====== 本文

ジャック・ラカンは『愛の起源』には必ずこの『転移』があると考え、愛がある時には必ず『本来の愛情を向けるべき対象』とは異なる『別の対象』があり、『間違った同一化(過去の親に向けられていた愛情の転移)』があると考えた。愛情は神が持つような“アガペー(無償の博愛)”でない限りは、『他者への要求(need)』を併せ持つものであるが、この他者への要求というのはラカンの理論の中では『他者から与えてもらえないもの(あるいは原理的に存在し得ないもの)』である。
J.ラカンは人間の愛情関係の原型(プロトタイプ)として、マーガレット・マーラーや対象関係論の精神分析家と同じように『発達早期の母子関係(幻想的な母子一体感を感じられる母子関係)』を想定していた。そして、発達早期の母子関係を経験している無力な乳幼児は、『力のある母親』と『力のない自分(乳幼児)』との一体感のある関係性を維持してくれている特別な対象の存在を『虚構の幻想』の中で信じているのだという。乳児期以降に人間が経験したり欲望したりすることになるすべての愛情関係は、発達早期の母子関係の実体験や幻想(理想化されたイメージ)のバリエーションであるというのは、精神分析の基本的な考え方である。J.ラカンはこの前提を踏まえて、精神分析の“対象(object)”を『人間に欠如しているもの・ある対象が欠如した状態』として捉え直した。

============
====== 提供資料

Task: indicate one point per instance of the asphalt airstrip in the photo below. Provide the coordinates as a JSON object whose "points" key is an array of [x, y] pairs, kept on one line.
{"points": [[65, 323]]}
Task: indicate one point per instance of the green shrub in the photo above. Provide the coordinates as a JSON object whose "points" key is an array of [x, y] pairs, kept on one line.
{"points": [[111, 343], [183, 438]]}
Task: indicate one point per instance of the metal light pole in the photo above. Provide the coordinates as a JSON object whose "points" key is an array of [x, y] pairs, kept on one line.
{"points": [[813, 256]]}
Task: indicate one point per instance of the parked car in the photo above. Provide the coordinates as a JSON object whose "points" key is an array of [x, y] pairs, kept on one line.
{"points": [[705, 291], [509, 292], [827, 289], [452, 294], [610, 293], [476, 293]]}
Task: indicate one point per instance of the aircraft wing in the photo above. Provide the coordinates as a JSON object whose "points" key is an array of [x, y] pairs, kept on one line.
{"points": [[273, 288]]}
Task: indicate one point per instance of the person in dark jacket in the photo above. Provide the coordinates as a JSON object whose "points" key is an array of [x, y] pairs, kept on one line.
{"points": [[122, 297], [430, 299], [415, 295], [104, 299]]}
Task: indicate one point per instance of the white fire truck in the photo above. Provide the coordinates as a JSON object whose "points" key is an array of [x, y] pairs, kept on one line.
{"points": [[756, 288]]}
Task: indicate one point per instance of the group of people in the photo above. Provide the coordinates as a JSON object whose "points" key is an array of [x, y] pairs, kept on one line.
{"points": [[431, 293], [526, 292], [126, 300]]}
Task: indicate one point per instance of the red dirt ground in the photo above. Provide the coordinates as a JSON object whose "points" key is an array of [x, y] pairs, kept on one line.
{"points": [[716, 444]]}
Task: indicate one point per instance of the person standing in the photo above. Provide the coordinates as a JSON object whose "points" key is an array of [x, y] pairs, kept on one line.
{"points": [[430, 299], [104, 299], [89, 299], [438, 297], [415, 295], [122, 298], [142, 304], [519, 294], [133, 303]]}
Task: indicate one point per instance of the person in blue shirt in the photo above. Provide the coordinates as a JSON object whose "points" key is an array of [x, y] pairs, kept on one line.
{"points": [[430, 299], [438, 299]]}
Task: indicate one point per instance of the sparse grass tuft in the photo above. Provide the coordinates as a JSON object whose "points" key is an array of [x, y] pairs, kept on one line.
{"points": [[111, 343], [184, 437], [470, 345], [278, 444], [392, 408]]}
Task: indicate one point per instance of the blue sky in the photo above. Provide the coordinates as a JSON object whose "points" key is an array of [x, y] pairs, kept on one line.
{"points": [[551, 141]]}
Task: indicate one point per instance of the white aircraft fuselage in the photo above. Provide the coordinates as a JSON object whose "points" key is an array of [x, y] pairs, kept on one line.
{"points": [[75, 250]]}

============

課題内容 - 本文中の「J.ラカンはこの前提を踏まえて、精神分析の“対象(object)”を『人間に欠如しているもの・ある対象が欠如した状態』として捉え直した。」という一文を英語に翻訳せよ。

課題の解答 - Building on this premise, J. Lacan reconceived the psychoanalytic "object" as "that which the human being lacks, or a state in which a certain object is lacking."